*** Opening DOCUMENT SECTION ***
Tuesday’s postponement of the Tokyo Olympics carries implications that may take months to sort out. For one of the highest-achieving athletes ever to compete for Georgia Tech, the delay could help in her pursuit of what would be a monumental accomplishment.
Chaunté Lowe, a four-time Olympic high jumper and Tech’s first female Olympian, is pursuing a fifth Olympic berth after she was diagnosed with breast cancer in June.
“She has time now, which is good,” Lowe’s coach, Tech assistant track and field coach Nat Page, told the AJC. “She’s gotten back into some pretty good shape, but another year would be fantastic.”
The U.S. record holder in the high jump (6-8 3/4), an eight-time national outdoor champion and a bronze medalist at the 2008 Olympics, Lowe underwent a double mastectomy in July, followed by chemotherapy. She would have competed for the Olympic berth in June at the U.S. Olympic Trials, an event now rescheduled with the postponement of the Olympics to 2021 because of the coronavirus pandemic.
“So now she can really take her time and get back to strengthening and fine-tuning all the points that she needs to in regards to being ready competitively,” Page said.
Lowe, 36, lives and trains in the Orlando, Fla., area. Lowe, whose maiden name is Howard, is married with three children. Last fall, in an interview for a Tech publication, she spoke of her desire to make a fifth Olympic team and use it as a platform to share her experience and the importance of early detection of breast cancer.
“If I could be that voice to make people pay attention to their body, that would be a great reward,” she said.
Page, who has coached five Olympians and has been at Tech since 1996, was named in October to the coaching staff for the U.S. Olympic track and field team, overseeing the men’s jumps. Besides Lowe, he is coaching Tech triple-jumper Bria Matthews and former Tech hurdler Jeanine Williams, both of whom are also chasing the Olympics, Matthews for the U.S. and Williams for Jamaica. Both have posted qualifying marks for their respective national Olympic trials.
Page had no issue with the postponement.
“We’ve just got to figure out a plan to train and compete,” he said. “It didn’t shock me, since we were going through this thing with the virus going around the world. Health is first. So long as it wasn’t canceled, I was fine, the athletes were fine.”
*** Closing DOCUMENT SECTION ***
▶ _REQUIREMENT 1_:
In the article about Chaunté Lowe, what surgery did she undergo in July?
▶ _REQUIREMENT 2_:
Write the next part of the article about Chaunté Lowe and the Olympic delay, picking up after its last paragraph.
The data that comes next is from a separate source.
*** Opening DATASET EXTRACT ***
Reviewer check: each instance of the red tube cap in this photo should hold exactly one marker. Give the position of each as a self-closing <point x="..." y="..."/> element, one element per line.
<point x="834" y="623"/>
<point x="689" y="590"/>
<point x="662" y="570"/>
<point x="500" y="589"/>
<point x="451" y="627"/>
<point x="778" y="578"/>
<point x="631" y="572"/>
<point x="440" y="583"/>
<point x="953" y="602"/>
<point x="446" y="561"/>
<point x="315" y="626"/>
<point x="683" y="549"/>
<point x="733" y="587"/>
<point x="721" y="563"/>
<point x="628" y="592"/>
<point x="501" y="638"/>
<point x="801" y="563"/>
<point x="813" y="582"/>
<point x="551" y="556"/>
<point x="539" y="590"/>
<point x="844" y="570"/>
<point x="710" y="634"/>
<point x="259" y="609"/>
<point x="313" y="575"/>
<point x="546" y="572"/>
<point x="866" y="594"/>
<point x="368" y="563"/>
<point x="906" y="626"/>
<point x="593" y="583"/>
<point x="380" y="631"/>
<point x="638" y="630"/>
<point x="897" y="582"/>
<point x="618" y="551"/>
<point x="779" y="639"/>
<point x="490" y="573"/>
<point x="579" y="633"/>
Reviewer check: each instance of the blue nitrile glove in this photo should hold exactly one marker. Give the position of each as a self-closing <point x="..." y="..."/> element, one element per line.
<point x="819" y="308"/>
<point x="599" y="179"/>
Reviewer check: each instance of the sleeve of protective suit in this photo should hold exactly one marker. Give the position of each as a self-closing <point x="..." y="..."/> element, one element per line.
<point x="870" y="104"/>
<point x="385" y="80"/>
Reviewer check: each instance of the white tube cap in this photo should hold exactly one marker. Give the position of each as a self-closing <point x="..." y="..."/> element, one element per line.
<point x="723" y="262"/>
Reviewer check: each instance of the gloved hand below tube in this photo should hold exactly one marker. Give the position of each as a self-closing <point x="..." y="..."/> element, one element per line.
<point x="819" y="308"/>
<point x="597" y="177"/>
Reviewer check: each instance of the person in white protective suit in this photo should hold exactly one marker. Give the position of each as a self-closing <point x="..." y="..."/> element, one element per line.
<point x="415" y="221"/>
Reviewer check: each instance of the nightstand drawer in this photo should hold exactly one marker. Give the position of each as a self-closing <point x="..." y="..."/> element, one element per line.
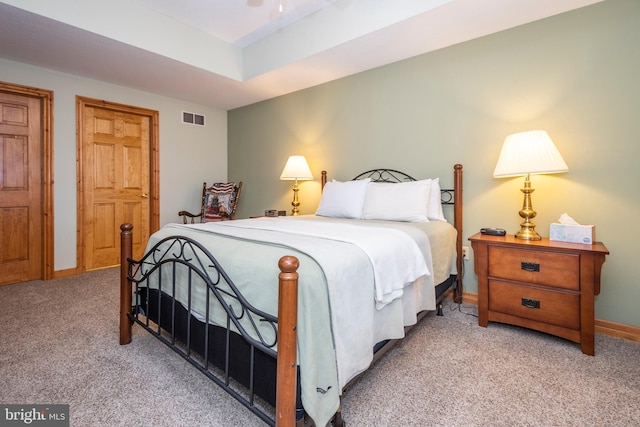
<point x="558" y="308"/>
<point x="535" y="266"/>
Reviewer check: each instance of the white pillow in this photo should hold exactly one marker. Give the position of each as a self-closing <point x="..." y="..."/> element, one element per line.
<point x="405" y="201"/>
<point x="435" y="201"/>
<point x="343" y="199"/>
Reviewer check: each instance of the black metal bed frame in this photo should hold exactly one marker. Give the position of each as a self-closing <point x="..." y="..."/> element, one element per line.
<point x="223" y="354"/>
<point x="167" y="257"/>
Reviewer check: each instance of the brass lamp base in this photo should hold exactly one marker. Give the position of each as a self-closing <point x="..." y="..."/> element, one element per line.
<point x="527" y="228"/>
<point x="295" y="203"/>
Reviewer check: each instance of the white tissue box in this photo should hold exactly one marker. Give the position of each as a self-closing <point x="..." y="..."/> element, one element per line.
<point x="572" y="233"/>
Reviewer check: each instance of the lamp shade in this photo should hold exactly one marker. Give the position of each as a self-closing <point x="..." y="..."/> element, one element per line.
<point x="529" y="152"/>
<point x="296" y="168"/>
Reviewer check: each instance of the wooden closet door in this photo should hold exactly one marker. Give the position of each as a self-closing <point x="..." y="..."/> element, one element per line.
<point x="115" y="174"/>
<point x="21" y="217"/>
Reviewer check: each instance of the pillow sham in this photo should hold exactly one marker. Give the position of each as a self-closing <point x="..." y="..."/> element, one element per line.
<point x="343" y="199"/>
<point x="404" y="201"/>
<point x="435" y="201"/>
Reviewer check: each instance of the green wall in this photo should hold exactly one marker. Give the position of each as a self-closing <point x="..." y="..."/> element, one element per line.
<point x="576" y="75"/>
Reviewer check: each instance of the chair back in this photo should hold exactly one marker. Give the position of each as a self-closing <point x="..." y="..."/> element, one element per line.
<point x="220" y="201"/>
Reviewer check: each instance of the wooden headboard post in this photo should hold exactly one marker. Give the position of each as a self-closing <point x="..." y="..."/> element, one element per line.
*** Closing DATASET EXTRACT ***
▶ _RESULT 1_:
She underwent a double mastectomy.

▶ _RESULT 2_:
Page, like other coaches across sports, is in a position of trying to continue coaching while waiting for authorities to determine that daily routines such as practices and meets can resume. Page was with Matthews en route to the NCAA indoor track and field championships March 12, the day that the NCAA canceled all remaining championship events for the winter and spring.
Matthews was one of two Tech athletes – distance runner Nicole Fegans was the other – who were to compete. Both were to compete as ACC champions, Matthews in the triple jump and Fegans in the 3,000 meters.
“We had just touched down,” Page said. “I think by the time we got our luggage, we heard the news.”
The uncertainty has continued since. Page has given his Tech athletes workouts to follow away from campus.
“Most of them have gone home, and so I always tell them, ‘If you can’t get to a track, find a field where there’s a park or something, and we can just do straight runs and (plyometric exercises) and stuff like that,’” he said.
It occurred to Page that the postponement of the Olympics could be a benefit to his Tech athletes, too. They now have extra time to continue training and earn qualifying marks for the Olympic trials.
“And then for freshmen or even sophomores, here’s an opportunity to compete at two Olympic trials because now the next Olympic Games will be three years later,” Page said.
It’s perhaps added motivation for Yellow Jackets athletes as they train away from campus.
“I’m sure it’s easier for them to just look at their workout and sit on the sofa,” he said. “But I’m hoping that their mindset is better than that.”